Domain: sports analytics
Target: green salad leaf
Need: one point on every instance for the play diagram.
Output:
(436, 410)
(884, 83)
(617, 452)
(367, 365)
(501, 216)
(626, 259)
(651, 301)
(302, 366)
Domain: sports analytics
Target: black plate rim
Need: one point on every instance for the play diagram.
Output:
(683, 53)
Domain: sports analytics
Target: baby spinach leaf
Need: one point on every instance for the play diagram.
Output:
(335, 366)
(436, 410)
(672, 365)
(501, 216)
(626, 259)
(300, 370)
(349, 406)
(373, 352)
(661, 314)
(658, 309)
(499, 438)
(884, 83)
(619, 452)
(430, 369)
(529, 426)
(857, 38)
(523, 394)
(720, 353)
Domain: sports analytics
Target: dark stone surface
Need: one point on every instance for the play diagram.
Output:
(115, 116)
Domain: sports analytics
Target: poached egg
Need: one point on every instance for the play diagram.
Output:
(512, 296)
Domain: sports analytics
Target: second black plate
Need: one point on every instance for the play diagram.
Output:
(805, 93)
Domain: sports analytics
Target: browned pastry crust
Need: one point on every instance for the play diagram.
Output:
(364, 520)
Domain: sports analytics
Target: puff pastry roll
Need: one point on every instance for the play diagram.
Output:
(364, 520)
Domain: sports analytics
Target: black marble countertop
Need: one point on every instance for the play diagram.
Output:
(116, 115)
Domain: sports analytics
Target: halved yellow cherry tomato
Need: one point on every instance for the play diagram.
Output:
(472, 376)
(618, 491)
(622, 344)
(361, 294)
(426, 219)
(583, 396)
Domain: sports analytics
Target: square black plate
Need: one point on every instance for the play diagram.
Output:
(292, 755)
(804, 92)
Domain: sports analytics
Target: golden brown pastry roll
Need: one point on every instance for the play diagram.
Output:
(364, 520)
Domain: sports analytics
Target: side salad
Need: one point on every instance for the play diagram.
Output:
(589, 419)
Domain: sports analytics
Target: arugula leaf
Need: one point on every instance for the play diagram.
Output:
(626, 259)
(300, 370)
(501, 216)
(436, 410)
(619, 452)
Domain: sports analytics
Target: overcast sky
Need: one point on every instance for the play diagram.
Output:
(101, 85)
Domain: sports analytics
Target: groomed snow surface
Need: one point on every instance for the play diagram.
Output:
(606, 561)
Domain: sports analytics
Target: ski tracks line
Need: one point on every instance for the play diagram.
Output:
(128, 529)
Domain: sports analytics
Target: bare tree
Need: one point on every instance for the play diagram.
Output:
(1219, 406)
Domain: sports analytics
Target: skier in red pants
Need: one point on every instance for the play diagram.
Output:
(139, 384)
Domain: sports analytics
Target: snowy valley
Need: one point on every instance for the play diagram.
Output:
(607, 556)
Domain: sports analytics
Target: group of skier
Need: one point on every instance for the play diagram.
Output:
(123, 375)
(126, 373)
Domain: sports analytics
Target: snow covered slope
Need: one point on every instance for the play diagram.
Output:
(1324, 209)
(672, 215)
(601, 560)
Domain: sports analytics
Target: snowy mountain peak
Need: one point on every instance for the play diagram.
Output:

==

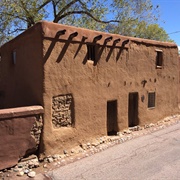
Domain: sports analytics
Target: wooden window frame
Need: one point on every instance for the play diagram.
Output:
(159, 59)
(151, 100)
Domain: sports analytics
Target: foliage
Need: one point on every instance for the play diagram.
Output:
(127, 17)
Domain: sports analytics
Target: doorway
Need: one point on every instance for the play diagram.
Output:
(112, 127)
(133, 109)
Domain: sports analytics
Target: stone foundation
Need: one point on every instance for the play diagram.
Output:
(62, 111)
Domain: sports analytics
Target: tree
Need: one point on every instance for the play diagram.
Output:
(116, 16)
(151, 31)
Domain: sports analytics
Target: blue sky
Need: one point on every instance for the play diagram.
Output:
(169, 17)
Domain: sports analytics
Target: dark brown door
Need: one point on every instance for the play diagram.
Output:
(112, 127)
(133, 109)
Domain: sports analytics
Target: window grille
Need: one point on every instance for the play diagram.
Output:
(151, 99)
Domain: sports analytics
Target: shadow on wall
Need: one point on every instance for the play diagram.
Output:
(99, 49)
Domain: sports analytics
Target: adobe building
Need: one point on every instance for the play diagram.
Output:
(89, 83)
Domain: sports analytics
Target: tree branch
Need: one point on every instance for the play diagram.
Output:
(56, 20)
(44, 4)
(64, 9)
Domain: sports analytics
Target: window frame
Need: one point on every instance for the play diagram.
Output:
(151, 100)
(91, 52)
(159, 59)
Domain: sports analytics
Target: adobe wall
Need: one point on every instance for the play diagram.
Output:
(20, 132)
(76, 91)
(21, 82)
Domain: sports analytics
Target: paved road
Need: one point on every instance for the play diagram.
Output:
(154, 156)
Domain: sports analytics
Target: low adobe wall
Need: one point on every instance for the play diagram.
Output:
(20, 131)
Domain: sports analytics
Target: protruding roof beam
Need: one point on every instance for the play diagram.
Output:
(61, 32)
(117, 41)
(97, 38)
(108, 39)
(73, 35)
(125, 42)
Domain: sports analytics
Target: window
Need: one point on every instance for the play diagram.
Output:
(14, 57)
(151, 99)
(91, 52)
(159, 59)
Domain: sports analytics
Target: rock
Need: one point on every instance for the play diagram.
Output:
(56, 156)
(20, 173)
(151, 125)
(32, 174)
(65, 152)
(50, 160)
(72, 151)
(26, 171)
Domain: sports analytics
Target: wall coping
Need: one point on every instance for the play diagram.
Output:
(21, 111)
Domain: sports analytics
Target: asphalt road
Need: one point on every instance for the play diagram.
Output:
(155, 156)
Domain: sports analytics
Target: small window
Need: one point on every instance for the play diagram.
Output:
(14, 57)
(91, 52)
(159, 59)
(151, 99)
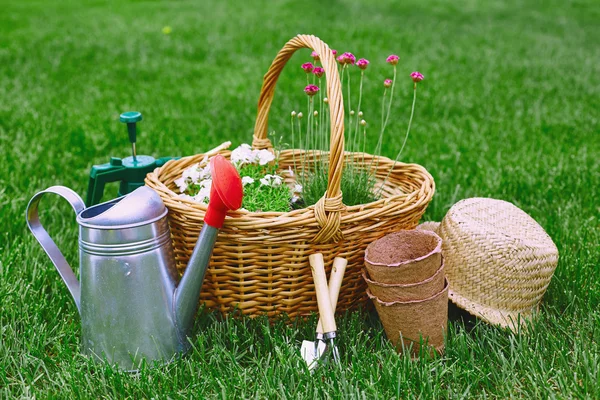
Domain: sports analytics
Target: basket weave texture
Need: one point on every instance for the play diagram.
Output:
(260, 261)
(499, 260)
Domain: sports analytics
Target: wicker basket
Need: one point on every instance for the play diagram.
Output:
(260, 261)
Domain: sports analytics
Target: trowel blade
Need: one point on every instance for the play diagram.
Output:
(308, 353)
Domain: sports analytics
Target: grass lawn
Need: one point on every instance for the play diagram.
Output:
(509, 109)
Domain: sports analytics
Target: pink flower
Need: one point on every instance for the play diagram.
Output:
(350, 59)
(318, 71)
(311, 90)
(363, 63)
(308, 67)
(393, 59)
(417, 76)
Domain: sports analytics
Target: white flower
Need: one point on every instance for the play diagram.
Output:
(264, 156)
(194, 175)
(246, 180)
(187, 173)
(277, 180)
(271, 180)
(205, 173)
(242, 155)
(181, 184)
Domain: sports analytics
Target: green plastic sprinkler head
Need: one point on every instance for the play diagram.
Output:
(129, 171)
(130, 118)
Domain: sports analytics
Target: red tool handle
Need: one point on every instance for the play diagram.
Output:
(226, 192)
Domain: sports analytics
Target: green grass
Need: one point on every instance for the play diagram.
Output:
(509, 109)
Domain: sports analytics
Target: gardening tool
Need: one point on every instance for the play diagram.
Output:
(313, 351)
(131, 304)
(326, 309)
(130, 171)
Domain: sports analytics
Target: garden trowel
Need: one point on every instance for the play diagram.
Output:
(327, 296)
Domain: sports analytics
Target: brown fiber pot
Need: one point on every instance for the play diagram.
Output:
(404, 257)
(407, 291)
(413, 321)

* * *

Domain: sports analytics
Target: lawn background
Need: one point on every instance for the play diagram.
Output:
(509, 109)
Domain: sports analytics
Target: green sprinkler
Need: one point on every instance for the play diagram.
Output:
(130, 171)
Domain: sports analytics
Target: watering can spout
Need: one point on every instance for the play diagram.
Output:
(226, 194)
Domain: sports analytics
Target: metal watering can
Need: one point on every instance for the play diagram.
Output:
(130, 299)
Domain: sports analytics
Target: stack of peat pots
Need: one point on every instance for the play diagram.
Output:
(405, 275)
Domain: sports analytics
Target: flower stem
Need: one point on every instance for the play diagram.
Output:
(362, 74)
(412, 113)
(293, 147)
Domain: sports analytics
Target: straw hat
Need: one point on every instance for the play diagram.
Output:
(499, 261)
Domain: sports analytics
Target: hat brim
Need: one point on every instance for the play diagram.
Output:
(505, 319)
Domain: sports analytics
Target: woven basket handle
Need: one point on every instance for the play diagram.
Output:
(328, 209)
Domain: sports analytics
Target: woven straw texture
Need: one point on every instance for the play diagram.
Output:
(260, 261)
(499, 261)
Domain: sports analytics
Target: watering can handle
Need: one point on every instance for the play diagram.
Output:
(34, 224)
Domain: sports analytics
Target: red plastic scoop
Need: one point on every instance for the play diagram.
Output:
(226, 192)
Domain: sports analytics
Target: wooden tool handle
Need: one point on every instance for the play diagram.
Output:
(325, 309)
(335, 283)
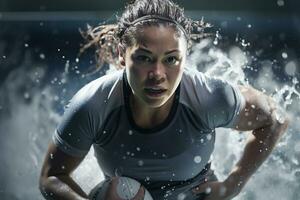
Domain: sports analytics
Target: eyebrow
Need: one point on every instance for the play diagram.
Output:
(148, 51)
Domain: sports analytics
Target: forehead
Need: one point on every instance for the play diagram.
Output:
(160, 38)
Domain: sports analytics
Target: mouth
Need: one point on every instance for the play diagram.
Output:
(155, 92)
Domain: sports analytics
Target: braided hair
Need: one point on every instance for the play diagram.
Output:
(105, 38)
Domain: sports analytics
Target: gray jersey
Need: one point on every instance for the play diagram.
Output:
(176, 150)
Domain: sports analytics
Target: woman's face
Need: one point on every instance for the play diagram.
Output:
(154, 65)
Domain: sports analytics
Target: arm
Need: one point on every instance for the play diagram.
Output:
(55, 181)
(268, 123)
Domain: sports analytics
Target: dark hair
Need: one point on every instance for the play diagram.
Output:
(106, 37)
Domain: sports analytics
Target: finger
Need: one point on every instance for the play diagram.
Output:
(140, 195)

PROBLEM TO WORK ON:
All lines of the material that contain the word "hair" should be listed.

ANSWER SECTION:
Target: braided hair
Target: dark hair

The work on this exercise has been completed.